▶ _Supplied passage_:
┄┄┄┄┄┄┄┄┄┄┄┄┄┄┄┄┄┄┄┄
Component powders (bismuth, tellurium, selenium, antimony) are mixed in required stoichiometric ratios, milled and sintered to produce pucks (approximately 30 mm in diameter and 7 mm to 9 mm thick) of p-type and n-type semiconductor materials. The properties of the pucks are measured. Metallisation is via nickel plating step and each puck is subsequently segmented. Ceramic (alumina) substrates with copper electrical connections are prepared with solder tabs and modules are assembled to produce \(40\times40~\mbox{mm}^{2}\) units each with 161 couples and with variable height ranging between 2 mm, 4 mm, 6 mm and 8 mm (all have been demonstrated)

An impedance spectroscopy technique that has been developed at Leicester by Mesalam et al. (2018) for the rapid evaluation of modules has been reported in detail in Mesalam et al. (2018, 2019). This method enables rapid diagnosis and isolation of material or manufacturing effects on module properties and performance.

As part of a collaboration that has been established with the University of Dayton, Ohio, USA, a number of radiation susceptibility and lifetime testing experiments have been carried out on the modules produced as part of the ESA programme.

A set of thermoelectric generators were exposed to a nominal \(5\times10^{13}~\mbox{neutrons/cm}^{2}\) using a hard neutron spectrum (i.e. above 1 MeV with Cd shielding absorbing thermal flux). The exposure was nominally equivalent to a 12-year Mars mission cycle (including a 1-year pre-launch assembly and storage, a 1-year cruise and 10-year surface mission) with a single 50 W electric americium-based RTG. The irradiation experiment was carried out at the Ohio State University reactor (see Fig. 10). The thermoelectric generators tested were unaffected by the neutron irradiation, as reported by Mesalam et al. (2019).

Fig. 10
figure 10

Neutron irradiation of thermoelectric generators, showing the 4 TEGs (top left) in a watertight container shielded with Cd (top right) to absorb thermal neutrons is lowered into the reactor pool (bottom images). (The images above are reprinted from Mesalam et al. (2019) under Creative Commons Attribution (CC BY) license http://creativecommons.org/licenses/by/4.0/)

Two thermoelectric generators have been tested under vacuum for a total of 10,000 hours. One of the TEGs was used as a control and was simply placed in the vacuum environment. The second unit was connected to an external load and was exposed to hot side temperatures of around 150 °C and cold side temperatures of around 20 °C. Temperature values were increased more recently to 160 °C. Thermoelectric efficiency can be determined using a dimensionless figure-of-merit as shown in Eq. (1).

$$ \mathit{ZT}= \frac{S^{2} T}{\rho \lambda } $$
(1)

In Eq. (1), \(T\) is temperature, \(S\) is the Seebeck coefficient, \(\rho\) is the electrical resistivity and \(\lambda\) is the thermal conductivity. The data in Table 7 include values for these thermoelectric device characteristics. Taking Eq. (1) into account, the results in Table 7 show no discernible changes after 10,000 hours of operation. This is aside from a small change in electrical resistance due to 5 °C changes in ambient thermal environment in which the impedance spectroscopy measurements were carried out. This result is consistent with the literature and the degradation of bismuth telluride thermoelectric generators is averted or minimised by maintaining the maximum operational hot side temperature below 220 °C. More information can be found in Mesalam et al. (2019).
┄┄┄┄┄┄┄┄┄┄┄┄┄┄┄┄┄┄┄┄
▶ _What you will do_: Continue the thermoelectric generator passage, starting after its final sentence. The rows after this point have no connection to the thermoelectric generator passage.
┄┄┄┄┄┄┄┄┄┄┄┄┄┄┄┄┄┄┄┄
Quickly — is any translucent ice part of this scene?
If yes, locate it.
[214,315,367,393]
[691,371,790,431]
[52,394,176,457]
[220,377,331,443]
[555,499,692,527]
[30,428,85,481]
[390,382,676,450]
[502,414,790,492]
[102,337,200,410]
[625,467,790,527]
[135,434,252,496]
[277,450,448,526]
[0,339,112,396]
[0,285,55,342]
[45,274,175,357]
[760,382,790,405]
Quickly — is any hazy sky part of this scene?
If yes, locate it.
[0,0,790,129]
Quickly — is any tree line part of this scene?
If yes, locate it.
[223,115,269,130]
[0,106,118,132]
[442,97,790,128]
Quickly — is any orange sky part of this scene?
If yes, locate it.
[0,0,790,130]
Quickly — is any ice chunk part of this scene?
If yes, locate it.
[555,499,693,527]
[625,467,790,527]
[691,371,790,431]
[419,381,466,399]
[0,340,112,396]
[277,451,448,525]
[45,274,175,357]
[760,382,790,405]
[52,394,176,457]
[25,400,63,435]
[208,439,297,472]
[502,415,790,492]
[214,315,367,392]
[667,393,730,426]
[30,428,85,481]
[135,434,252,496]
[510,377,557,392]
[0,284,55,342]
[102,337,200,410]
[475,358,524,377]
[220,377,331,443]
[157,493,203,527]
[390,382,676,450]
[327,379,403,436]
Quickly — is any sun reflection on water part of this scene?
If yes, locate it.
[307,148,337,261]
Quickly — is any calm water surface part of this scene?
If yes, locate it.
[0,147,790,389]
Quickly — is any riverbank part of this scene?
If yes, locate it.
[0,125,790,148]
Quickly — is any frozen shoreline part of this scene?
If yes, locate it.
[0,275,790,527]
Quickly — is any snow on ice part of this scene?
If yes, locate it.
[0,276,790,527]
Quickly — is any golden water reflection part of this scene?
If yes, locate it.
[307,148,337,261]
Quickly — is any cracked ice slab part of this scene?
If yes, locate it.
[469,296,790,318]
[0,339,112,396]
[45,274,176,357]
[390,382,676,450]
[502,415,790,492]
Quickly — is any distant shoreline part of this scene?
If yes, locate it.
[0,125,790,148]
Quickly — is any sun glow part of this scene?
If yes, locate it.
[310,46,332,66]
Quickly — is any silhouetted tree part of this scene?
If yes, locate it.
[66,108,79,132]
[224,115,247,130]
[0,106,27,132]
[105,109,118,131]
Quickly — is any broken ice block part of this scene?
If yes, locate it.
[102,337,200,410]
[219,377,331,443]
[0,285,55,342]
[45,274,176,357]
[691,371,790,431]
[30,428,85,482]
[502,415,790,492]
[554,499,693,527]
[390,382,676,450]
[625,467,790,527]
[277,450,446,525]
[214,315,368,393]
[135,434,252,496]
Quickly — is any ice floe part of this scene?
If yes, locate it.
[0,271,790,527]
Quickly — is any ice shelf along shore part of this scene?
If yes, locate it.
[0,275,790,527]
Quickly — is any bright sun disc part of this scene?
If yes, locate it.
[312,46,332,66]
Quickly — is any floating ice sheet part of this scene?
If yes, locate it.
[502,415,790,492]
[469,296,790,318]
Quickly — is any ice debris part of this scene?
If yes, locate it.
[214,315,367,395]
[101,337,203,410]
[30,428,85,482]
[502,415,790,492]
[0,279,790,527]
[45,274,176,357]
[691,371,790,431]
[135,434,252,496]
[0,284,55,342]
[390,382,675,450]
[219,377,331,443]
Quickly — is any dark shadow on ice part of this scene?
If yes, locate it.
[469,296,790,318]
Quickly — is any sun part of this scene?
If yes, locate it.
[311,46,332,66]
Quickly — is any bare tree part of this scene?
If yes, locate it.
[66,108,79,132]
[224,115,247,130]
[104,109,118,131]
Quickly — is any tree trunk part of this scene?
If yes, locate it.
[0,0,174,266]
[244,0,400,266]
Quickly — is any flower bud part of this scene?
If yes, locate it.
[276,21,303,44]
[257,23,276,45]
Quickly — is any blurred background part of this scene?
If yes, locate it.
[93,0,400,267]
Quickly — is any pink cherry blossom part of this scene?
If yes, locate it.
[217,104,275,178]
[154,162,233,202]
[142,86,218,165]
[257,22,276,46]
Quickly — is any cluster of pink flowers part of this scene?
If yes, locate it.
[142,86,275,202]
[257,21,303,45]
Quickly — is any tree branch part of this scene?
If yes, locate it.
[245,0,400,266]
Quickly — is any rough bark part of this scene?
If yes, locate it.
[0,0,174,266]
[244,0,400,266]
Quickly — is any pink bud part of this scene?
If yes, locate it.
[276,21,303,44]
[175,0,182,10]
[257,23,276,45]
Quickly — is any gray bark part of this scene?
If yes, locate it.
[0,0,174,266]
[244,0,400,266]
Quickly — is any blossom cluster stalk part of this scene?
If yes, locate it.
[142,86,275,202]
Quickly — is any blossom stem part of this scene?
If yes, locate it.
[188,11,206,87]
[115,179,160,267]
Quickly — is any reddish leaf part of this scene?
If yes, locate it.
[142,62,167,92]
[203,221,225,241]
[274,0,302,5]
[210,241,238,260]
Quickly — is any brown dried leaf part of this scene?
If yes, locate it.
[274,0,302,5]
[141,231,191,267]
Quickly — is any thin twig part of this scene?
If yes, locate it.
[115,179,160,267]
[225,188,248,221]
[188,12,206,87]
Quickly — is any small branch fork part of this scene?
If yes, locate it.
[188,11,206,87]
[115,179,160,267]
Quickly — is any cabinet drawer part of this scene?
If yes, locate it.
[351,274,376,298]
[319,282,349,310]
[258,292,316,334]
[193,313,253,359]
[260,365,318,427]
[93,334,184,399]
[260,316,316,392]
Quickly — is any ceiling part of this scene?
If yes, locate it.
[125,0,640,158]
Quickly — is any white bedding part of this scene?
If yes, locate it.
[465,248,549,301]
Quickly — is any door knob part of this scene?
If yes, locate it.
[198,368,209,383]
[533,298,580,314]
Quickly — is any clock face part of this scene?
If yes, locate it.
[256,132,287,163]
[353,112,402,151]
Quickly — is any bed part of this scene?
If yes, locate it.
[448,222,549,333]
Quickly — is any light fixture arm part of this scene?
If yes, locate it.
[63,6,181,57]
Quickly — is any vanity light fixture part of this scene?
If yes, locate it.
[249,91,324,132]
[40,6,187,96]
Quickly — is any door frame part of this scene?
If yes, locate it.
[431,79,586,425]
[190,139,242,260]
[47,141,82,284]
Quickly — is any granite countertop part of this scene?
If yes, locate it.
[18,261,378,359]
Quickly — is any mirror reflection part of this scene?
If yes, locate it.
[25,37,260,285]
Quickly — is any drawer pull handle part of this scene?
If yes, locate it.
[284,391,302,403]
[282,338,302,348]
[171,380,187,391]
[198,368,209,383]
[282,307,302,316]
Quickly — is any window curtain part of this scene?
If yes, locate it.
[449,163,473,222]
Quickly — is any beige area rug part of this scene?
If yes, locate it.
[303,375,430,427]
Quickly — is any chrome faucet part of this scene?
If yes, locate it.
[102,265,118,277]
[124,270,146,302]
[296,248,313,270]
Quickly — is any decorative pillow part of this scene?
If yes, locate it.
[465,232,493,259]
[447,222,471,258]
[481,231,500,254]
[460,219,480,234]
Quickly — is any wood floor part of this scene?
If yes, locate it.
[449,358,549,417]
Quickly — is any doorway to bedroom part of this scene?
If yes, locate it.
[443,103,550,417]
┄┄┄┄┄┄┄┄┄┄┄┄┄┄┄┄┄┄┄┄
▶ _Written response_:
Table 7 Summary of the thermoelectric properties of the modules that were subjected to 10000 hours of operation

The work done by Mesalam et al. (2019) and the lifetime testing carried out to date suggest that the lower operating temperature and use of bismuth telluride make this RTG system design relatively unsusceptible to changes over time. The expected or predicted degradation of the thermoelectric devices is at the \(<1\%\) per year level. This implies that the end-of-life power output of a 10 W RTG for a 10-year mission would be at least 9 W. Further extended testing is planned as the programme migrates to flight model development of both the thermoelectric generators and power systems. In addition, the most recent design of the RTG system that has been developed (see Sect. 5.4) facilitates the replacement of the thermoelectric generators should flight delays and pre-launch storage periods impact on the beginning-of-mission performance of the system.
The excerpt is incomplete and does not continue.